Quanto conta la felicità
La settimana scorsa è stata ricca di ricorrenze: il 18 marzo, a distanza di un anno, si sono ricordate le molte vittime del Covid; ieri, 21 marzo, si è celebrata la Giornata Mondiale della Poesia e quella della Memoria e dell’Impegno in ricordo delle vittime innocenti della mafie indetta dall’Associazione Libera di Don Ciotti e Alda Merini avrebbe compiuto 90 anni.
Sfortunatamente abbiamo perso la poetessa troppo presto con i suoi versi intramontabili ancor oggi letti e declamati. Oggi, invece, si celebra l’acqua affinché rimanga un bene comune e non privatizzato, dunque non va sprecato ulteriormente.
Dal Nord Europa invece ci arriva la notizia che la felicità vince sulla società: secondo il “World Happiness Report” la Finlandia si conferma la nazione più felice al mondo, mentre l’Italia si aggiudica il 25° posto, avanzando di tre posti rispetto al 28°.
Cosa significa però vivere in un Paese felice?
I parametri sono dodici e si misurano non solo dal PIL, ma anche dall’indice di criminalità, dal livello di istruzione e occupazione, ma soprattutto dalla fiducia che la popolazione riserva nelle istituzioni e verso la comunità intera, agevolando l’inclusione e non solo. Sostenibilità e crescita economica pari a tutti i cittadini, coadiuverebbero alla costruzione di una società felice.
Ne desumiamo pertanto che chi vive in Svizzera, Germania, Irlanda, Islanda, Svezia e così via, sia più protetto dalle istituzioni sia più supportato a livello sociale e, quasi certamente, ha un lavoro stabile, vive nel rispetto delle regole e dell’altro.
In Italia sembra al contrario che questo quadro venga sovvertito: perché? Probabilmente perché chi ci governa non è forte a sufficienza per cambiare un sistema stantio, affinché educarci al rispetto verso le leggi (solitamente il popolo italiano è capace ad aggirarle), offrire servizi utili al cittadino, rigenerare il mondo del lavoro e insegnarci l’integrazione di cui abbiamo tanto bisogno per accettare il diverso sotto ogni punto di vista.
______________________________
§ **DA FARE**:
#1 Secondo il testo sulla felicità, quale nazione si conferma la più felice al mondo nel "World Happiness Report"?
#2 Prosegui il testo sulla felicità dopo la sua ultima frase.
______________________________
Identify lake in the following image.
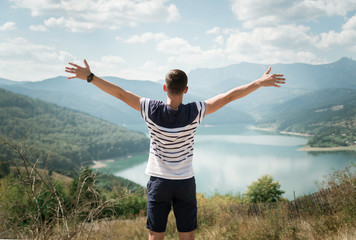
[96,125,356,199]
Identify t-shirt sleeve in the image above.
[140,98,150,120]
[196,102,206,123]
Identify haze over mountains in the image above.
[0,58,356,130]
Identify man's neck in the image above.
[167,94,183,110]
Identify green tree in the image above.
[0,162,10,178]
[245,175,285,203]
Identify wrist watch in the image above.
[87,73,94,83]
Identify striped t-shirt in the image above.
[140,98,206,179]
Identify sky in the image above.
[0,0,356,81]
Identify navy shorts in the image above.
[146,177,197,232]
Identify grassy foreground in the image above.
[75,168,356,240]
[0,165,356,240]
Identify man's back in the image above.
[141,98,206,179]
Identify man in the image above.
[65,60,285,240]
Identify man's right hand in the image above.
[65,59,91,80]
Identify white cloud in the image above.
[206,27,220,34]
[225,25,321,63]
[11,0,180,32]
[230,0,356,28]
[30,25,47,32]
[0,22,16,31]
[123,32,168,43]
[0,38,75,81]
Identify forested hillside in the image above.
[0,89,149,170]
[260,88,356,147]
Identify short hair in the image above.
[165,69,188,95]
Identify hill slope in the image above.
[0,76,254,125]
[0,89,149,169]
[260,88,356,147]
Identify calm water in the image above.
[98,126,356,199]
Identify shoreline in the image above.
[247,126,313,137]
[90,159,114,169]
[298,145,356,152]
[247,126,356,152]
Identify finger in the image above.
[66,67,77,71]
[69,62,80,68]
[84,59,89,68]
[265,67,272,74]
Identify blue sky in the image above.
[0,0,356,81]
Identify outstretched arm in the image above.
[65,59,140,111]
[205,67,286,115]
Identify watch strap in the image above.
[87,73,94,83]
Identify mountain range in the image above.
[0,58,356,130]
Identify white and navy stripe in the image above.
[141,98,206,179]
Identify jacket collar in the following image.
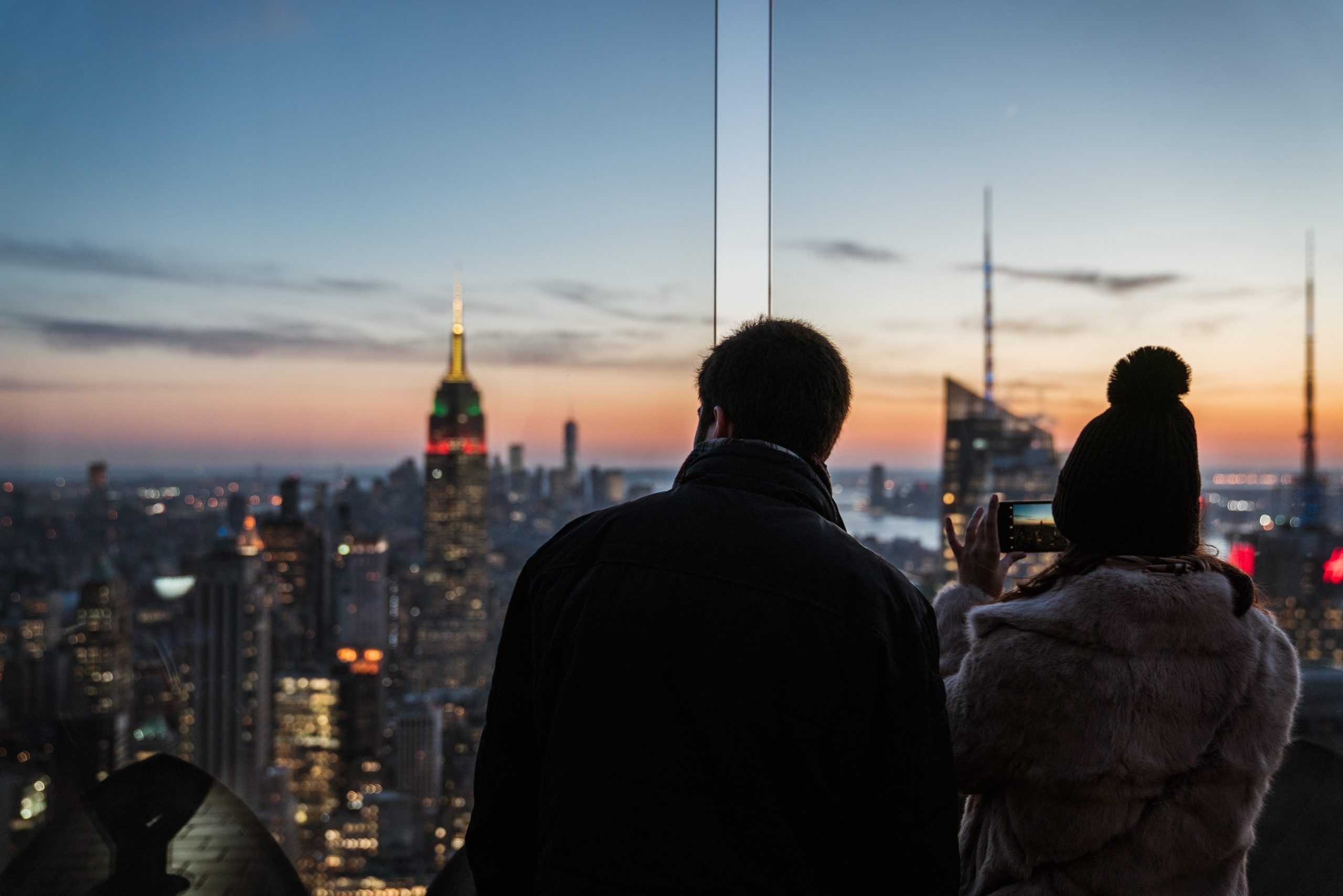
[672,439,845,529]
______________________________
§ **RISPOSTE SCRITTE**:
#1 La Finlandia.

#2
Se andiamo a vedere più nel dettaglio il fatto accaduto alla stazione ferroviaria di Valle Aurelia a Roma ci mette di fronte, con prepotenza, a un episodio di omofobia molto grave e questa continua violenza sommata al bullismo, persiste nel farci riflettere sulle differenze culturali e sulle scelte personali. Una coppia di gay si è scambiata un bacio e un tizio si è arrogato il diritto di prendere i due a calci e pugni. Un video ritrae il fatto e ora si indaga sull’accaduto.
Che la criminalità sul territorio stia dilagando e i controlli siano deboli?
Ce lo chiediamo da tanto tempo: quanto ancora dobbiamo attendere affinché la politica agisca in modo tempestivo attraverso leggi severe e intervenga sul territorio grazie a interventi sociali più efficaci?
Pensiamo inoltre che se da un lato la felicità aiuti a crescere grazie a un senso di comunità dall’altro i diritti civili continuano a essere negati: l’esempio diretto è rivolto alle donne, le quali continuano a esserne private. La Turchia abbandona la Convenzione di Istanbul proprio contro la violenza sulle donne sia domestica sia per difendere le mutilazioni genitali; a Londra si continua a lottare per Sarah, la ragazza rapita e uccisa mentre rientrava a casa i primi di marzo.
Situazioni queste che compromettono la sicurezza di ogni singolo individuo. L’azione diviene dunque un pretesto, l’urlo delle voci all’unisono che cerca di modificare la società avvicinandola a un pensiero innovativo e pieno di linfa.